◆ TASK REQUIREMENTS ◆
Give the entries again in full. Nothing may be altered.

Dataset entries
▼

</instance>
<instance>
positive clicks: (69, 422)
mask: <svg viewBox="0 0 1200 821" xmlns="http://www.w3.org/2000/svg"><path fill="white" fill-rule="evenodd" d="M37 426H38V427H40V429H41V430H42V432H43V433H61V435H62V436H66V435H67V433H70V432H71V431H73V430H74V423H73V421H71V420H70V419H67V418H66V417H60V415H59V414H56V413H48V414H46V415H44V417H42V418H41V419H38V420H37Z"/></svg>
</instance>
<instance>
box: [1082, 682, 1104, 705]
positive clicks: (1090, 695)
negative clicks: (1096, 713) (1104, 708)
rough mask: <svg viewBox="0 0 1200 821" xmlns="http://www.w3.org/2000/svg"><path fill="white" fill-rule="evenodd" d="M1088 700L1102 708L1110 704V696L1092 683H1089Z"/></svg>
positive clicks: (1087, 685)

▲

◆ RESULT ◆
</instance>
<instance>
positive clicks: (69, 422)
mask: <svg viewBox="0 0 1200 821" xmlns="http://www.w3.org/2000/svg"><path fill="white" fill-rule="evenodd" d="M37 426H38V427H40V429H41V430H42V432H43V433H61V435H62V436H66V435H67V433H70V432H71V431H73V430H74V423H73V421H71V420H70V419H67V418H66V417H60V415H59V414H56V413H48V414H46V415H44V417H42V418H41V419H38V420H37Z"/></svg>
</instance>
<instance>
box: [1082, 682, 1104, 705]
positive clicks: (1090, 695)
negative clicks: (1096, 713) (1104, 708)
rough mask: <svg viewBox="0 0 1200 821" xmlns="http://www.w3.org/2000/svg"><path fill="white" fill-rule="evenodd" d="M1088 700L1102 708L1110 704V696L1092 683H1089Z"/></svg>
positive clicks: (1087, 685)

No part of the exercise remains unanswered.